### Passage shown:
BEGIN
August 02, 2006

Walking on Water

I keep thinking that I hate historical fiction, and then marvelous historians keep proving me wrong. Historically accurate with great detail about the livelihood of lighthouse keepers and the society of late 19th century California, this book has humor and emotional hooks to keep you interested until the very last.

Eliza Jane McCully loves being the daughter of a lighthousekeeper, and Crescent City in 1886 is a town of misty fog and intrigues. The Chinese have come, working in the mines and setting up a shanty town in the middle of "decent folks" and it's causing big trouble. White men are losing their jobs, and Eliza's father says the "heathens" shouldn't be allowed to prosper. But Eliza has eyes in her head, and she knows what she sees. She sees "Christians" joining in thuggish mobs, against the Chinese. She sees the doctor buying Chinese herbs to prescribe to his Californian patients. She sees the life she loves hanging by a thread.

But she can't seem to help herself. She blurts things. She interferes. She changes everything.

Walk Across the Sea tells the bittersweet story of one girl's choice to defy her father, her family and her community to do what was right, no matter how high the cost. A timely reflection as well on California's history of treating its laboring immigrants poorly, this book has some food for thought for today.
END
### What you need to do:
1/ Answer each question from the book review, one line per answer.
(a) In what year is Crescent City described?
(b) What does Eliza's father say the "heathens" shouldn't be allowed to do?
(c) What does the doctor buy to prescribe to his Californian patients?
2/ List everything the book review says Eliza sees in the sentences that begin "She sees".
3/ Return the part of the book review from "Walk Across the" up to and including "thought for today.".

### Source material:
BEGIN
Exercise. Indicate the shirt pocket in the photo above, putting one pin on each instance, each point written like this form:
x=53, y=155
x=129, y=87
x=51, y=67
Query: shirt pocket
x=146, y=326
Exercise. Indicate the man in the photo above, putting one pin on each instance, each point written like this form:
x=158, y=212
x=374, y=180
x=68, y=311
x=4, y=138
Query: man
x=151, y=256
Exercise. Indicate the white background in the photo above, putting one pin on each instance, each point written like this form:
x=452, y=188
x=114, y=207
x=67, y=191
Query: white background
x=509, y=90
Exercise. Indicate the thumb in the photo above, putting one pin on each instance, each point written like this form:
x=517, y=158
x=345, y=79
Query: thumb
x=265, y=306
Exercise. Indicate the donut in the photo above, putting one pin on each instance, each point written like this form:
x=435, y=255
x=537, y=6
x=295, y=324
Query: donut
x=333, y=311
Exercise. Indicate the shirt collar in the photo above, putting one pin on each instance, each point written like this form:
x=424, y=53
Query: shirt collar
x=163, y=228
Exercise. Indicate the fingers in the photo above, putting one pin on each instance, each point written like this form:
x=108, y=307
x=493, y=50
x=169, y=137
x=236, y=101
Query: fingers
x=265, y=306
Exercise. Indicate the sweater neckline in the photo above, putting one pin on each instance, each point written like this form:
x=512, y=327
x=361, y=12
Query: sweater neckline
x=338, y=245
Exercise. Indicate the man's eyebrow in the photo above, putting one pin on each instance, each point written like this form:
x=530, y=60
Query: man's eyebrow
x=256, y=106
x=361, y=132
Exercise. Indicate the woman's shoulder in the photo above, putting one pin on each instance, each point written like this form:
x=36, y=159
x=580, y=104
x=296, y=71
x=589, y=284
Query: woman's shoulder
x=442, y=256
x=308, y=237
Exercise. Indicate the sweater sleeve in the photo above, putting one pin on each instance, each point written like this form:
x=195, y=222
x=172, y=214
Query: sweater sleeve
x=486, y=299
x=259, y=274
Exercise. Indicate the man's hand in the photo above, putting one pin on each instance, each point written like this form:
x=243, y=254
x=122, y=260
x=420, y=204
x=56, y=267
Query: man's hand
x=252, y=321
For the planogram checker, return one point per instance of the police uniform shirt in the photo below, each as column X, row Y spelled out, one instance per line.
END
BEGIN
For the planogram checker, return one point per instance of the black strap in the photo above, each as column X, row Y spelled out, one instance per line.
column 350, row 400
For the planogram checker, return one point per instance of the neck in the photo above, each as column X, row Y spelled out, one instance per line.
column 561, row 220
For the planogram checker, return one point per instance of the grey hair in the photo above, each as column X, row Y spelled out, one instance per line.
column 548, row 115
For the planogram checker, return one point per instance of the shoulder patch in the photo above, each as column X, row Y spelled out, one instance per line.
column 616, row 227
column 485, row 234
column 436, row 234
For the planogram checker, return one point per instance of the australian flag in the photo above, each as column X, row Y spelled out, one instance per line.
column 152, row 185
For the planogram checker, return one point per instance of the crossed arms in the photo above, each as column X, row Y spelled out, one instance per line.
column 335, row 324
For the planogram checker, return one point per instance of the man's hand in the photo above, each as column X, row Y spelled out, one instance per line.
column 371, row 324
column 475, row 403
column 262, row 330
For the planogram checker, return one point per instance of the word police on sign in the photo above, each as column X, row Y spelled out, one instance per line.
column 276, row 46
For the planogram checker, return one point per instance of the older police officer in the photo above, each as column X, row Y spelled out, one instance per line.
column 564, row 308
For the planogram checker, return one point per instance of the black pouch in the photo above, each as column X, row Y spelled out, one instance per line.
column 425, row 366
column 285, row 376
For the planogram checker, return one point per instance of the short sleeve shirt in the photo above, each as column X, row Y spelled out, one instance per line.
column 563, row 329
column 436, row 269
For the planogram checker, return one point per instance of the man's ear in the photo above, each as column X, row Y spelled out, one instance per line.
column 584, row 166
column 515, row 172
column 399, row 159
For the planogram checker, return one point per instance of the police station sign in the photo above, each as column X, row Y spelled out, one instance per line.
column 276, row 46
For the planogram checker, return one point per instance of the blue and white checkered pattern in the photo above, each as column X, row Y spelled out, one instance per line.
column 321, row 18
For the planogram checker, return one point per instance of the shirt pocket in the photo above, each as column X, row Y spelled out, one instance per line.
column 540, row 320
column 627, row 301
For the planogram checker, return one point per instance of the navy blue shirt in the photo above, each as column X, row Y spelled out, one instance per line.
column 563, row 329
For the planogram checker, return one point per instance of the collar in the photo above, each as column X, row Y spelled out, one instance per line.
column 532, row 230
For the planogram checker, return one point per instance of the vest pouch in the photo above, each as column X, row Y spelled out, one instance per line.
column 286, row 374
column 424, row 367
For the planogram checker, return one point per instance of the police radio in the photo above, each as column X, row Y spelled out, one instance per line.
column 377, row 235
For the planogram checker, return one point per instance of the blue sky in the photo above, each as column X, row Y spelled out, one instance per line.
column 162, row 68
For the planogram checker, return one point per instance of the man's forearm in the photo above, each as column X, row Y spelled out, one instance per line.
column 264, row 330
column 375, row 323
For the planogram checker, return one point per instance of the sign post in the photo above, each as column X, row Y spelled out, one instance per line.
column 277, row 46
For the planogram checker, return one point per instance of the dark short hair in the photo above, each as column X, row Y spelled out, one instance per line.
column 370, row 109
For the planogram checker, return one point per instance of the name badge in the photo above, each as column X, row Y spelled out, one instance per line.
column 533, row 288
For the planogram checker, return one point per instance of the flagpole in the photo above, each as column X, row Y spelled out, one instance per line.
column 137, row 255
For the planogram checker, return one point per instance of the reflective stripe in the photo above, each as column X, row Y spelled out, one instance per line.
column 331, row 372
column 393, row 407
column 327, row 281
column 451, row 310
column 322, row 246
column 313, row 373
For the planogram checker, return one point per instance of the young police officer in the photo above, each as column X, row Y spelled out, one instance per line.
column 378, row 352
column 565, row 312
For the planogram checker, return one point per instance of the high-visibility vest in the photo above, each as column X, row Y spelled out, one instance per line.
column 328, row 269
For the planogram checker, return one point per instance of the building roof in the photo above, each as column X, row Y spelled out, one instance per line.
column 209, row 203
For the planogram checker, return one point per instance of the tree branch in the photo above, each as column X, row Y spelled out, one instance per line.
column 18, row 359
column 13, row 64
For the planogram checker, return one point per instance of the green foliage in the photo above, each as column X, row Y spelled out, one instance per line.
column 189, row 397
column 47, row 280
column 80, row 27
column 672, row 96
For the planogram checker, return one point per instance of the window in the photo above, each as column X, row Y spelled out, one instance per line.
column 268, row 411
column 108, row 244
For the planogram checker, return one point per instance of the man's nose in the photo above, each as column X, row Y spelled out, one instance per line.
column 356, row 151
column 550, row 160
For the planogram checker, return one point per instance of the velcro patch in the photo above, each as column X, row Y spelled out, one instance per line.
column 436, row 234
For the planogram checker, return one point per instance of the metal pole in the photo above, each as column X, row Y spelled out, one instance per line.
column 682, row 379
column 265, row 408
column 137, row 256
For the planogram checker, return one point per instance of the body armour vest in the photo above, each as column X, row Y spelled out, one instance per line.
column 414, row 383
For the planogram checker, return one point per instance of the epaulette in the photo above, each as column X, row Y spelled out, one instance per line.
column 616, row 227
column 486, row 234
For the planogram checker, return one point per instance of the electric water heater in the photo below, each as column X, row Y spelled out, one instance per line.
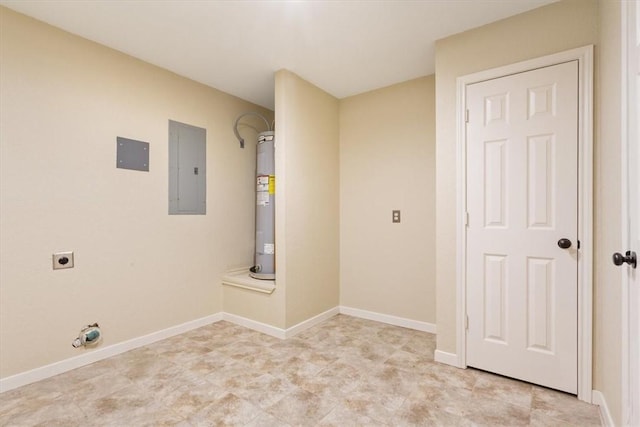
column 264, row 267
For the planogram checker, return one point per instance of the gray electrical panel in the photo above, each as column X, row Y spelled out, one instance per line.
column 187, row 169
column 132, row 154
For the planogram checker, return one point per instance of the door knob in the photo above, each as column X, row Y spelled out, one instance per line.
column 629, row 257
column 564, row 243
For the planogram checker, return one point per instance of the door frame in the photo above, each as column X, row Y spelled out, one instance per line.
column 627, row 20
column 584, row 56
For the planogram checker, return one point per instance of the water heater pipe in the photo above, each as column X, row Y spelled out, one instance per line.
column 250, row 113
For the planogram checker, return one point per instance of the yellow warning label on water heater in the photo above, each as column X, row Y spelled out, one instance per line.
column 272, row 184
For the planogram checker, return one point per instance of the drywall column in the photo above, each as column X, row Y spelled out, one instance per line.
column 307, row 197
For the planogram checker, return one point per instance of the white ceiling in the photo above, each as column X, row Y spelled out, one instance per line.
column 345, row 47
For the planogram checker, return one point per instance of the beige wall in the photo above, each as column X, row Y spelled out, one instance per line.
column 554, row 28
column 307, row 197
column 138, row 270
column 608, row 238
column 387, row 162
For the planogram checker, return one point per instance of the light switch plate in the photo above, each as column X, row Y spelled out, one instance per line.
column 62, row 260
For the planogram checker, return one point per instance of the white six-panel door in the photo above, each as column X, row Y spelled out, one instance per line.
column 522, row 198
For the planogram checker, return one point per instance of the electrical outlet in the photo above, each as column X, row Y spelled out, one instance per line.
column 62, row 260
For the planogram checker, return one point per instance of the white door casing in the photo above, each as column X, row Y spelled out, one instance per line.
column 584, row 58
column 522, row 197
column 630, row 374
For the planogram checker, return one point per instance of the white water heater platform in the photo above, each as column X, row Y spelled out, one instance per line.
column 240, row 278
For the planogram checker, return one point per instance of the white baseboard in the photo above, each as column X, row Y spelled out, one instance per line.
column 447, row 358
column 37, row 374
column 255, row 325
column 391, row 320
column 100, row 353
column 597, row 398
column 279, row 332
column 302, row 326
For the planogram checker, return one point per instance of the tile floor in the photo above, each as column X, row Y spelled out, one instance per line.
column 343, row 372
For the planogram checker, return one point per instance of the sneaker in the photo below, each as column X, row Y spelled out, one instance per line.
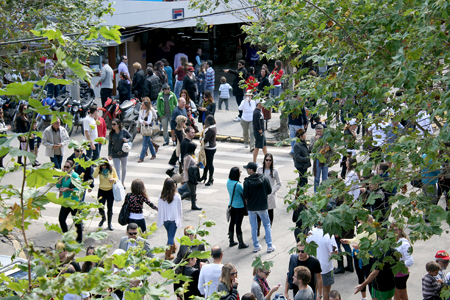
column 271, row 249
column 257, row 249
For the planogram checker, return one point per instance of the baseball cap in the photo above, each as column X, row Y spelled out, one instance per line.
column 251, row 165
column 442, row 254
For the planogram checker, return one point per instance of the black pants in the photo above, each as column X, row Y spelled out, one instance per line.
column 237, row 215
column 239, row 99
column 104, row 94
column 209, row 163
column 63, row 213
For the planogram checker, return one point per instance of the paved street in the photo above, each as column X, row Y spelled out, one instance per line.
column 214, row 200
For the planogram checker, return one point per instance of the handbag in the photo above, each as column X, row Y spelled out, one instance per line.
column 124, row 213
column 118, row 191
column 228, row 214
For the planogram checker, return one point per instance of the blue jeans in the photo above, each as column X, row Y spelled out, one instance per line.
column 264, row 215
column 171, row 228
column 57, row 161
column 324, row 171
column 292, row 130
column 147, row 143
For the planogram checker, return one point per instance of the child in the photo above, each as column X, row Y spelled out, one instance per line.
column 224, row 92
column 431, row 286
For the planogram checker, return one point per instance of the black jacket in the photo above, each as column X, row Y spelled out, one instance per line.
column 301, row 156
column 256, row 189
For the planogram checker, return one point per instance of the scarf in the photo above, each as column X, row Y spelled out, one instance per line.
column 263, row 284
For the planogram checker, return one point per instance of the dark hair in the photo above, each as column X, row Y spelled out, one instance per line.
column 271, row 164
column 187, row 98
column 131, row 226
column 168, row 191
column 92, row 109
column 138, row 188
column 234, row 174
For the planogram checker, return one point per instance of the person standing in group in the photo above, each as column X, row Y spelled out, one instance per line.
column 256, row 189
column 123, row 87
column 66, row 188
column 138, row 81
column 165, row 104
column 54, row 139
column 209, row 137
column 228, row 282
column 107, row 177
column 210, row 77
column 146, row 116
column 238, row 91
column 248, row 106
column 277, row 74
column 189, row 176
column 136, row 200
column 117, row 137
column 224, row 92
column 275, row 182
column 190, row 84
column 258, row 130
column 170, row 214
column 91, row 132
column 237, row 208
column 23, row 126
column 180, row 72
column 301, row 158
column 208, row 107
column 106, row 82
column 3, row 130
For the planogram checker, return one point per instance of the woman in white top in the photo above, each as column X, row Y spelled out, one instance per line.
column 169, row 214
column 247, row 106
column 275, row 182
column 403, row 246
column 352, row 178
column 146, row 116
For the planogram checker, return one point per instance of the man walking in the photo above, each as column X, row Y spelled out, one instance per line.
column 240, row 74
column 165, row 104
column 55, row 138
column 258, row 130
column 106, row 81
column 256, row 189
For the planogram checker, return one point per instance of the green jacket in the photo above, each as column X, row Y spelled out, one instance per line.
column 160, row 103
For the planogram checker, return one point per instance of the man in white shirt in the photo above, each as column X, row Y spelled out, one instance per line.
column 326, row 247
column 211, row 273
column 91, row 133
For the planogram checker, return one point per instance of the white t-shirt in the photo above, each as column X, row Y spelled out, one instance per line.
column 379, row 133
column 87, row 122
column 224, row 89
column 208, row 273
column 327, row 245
END
### Answers for this exercise:
1/
(a) 1886
(b) Prosper
(c) Chinese herbs

2/
- "Christians" joining in thuggish mobs against the Chinese
- The doctor buying Chinese herbs to prescribe to his Californian patients
- The life she loves hanging by a thread

3/
Walk Across the Sea tells the bittersweet story of one girl's choice to defy her father, her family and her community to do what was right, no matter how high the cost. A timely reflection as well on California's history of treating its laboring immigrants poorly, this book has some food for thought for today.